Jordan Spieth had a seven-shot lead during the third round at the Masters and looked to be unstoppable, but the 21-year-old stumbled coming home and now we have plenty of spice heading into the final round at Augusta.
What it means: Spieth nearly put this tournament out of reach, but a sloppy double bogey on 17 gave new life to the rest of the contenders. He still made history by shooting the lowest 54-hole score in Masters history, but now two major champions go to bed knowing they still have a chance at the green jacket. Rose closed with five birdies in the last six holes to knock Mickelson out of the final pairing. That's significant since 20 of the last 24 Masters winners have come out of the final tee time. Spieth walked off 18 with some momentum, however, after a gutsy up-and-down for par. Hoffman also closed strong with birdie on 18 to stay in the hunt.

> _ASSIGNMENT_
According to the Masters report, how did Rose close out the third round?

Stored data entries:
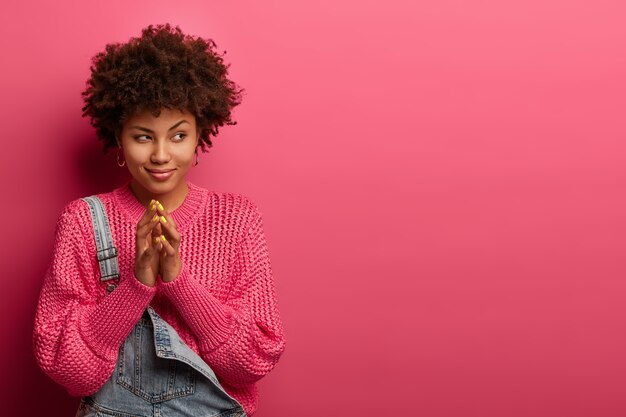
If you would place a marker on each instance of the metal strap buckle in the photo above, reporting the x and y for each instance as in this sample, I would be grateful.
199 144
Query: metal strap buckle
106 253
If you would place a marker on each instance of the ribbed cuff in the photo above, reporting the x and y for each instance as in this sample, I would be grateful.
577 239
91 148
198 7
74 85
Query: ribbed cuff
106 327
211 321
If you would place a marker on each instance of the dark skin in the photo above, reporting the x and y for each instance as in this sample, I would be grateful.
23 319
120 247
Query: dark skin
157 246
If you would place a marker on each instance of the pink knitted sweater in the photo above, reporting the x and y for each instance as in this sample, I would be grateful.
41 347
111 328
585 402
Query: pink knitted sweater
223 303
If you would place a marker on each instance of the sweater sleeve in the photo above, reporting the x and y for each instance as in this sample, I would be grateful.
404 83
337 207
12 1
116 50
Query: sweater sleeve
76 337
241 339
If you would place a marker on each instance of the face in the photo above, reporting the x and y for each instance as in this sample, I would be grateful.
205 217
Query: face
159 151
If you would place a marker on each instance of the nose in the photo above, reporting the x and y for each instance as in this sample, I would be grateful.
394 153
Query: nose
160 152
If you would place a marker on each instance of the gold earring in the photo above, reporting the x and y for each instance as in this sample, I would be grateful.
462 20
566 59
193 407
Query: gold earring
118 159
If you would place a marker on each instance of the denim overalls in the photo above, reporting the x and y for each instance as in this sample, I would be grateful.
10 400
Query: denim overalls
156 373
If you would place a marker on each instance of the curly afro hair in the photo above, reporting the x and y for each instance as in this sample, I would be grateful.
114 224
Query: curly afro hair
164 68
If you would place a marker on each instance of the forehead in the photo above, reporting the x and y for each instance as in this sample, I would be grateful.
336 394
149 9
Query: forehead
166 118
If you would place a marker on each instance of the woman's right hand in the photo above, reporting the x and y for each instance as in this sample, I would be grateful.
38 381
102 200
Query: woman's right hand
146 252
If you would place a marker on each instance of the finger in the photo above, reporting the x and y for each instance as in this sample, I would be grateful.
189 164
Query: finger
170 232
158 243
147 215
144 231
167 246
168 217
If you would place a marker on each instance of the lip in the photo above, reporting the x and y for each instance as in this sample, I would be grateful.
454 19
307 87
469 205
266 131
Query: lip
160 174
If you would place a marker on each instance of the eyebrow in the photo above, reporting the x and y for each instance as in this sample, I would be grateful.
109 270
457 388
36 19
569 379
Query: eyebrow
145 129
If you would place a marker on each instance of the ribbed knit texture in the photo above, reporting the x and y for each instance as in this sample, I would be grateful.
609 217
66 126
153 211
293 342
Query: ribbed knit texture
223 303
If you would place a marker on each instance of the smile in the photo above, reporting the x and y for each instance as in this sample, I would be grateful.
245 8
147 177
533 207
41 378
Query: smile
==
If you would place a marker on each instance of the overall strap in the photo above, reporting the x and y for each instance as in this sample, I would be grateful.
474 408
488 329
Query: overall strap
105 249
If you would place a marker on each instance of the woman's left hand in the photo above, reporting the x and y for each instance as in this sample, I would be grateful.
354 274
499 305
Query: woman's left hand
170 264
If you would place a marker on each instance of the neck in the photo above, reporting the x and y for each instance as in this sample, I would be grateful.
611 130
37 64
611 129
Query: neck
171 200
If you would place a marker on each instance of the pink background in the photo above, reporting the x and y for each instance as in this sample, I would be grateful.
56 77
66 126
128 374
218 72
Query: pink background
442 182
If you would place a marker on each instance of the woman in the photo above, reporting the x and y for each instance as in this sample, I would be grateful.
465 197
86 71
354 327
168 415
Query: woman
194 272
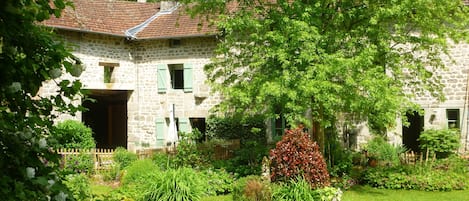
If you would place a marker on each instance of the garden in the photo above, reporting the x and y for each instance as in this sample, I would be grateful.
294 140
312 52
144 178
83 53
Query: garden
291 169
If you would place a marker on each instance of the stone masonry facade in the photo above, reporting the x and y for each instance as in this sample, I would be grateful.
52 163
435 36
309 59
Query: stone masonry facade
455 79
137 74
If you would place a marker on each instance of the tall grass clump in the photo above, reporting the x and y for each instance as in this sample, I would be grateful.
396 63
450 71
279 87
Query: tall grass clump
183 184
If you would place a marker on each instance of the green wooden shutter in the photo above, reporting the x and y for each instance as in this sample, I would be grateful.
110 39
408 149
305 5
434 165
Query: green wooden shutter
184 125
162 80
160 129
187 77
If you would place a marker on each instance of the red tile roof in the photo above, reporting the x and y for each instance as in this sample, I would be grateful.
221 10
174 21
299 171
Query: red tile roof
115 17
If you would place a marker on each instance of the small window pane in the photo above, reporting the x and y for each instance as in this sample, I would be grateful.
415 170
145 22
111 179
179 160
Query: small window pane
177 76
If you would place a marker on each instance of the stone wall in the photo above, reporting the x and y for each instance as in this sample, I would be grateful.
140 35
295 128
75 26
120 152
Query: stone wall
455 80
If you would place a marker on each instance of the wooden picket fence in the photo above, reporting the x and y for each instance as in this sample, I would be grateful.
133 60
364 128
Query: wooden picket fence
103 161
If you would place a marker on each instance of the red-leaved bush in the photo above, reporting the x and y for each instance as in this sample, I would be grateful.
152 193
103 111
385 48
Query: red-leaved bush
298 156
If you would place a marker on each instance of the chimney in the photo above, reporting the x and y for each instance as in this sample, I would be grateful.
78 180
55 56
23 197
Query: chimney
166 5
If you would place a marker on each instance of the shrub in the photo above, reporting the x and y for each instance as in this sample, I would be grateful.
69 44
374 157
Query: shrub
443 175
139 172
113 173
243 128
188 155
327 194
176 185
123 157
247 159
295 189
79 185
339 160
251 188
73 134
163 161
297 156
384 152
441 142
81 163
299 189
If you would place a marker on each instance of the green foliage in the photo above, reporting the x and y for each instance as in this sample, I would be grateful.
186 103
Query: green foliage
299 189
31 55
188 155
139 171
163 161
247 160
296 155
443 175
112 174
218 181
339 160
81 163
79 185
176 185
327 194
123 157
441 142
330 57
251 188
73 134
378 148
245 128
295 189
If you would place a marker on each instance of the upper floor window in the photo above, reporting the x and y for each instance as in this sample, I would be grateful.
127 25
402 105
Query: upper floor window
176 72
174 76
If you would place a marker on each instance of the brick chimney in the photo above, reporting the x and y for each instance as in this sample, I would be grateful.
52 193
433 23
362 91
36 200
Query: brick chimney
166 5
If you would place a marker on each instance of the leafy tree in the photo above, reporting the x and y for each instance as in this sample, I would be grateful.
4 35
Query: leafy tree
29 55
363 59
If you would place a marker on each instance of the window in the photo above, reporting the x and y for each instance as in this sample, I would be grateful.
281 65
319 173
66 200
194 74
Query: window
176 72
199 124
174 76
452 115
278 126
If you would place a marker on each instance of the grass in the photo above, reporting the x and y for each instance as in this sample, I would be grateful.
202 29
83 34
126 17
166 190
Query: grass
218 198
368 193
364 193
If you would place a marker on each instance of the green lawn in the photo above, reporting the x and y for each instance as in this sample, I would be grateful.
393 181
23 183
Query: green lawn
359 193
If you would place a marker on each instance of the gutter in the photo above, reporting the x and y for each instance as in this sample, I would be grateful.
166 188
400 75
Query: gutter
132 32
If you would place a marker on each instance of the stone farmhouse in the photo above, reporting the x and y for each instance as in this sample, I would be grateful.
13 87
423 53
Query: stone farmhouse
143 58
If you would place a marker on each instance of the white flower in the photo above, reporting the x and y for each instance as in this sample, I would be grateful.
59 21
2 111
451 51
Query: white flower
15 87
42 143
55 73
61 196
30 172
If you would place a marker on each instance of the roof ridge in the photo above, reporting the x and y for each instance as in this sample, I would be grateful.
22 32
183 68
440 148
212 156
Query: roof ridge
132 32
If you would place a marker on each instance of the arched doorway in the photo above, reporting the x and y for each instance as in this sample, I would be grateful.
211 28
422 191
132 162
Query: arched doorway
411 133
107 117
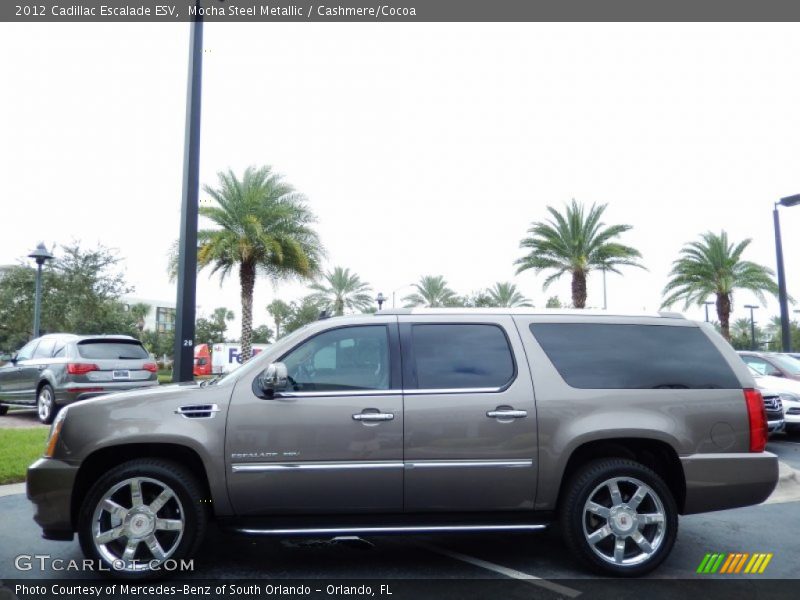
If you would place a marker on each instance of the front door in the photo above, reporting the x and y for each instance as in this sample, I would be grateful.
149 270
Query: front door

> _YOUR RESPONSE_
Rose closed with five birdies in the last six holes.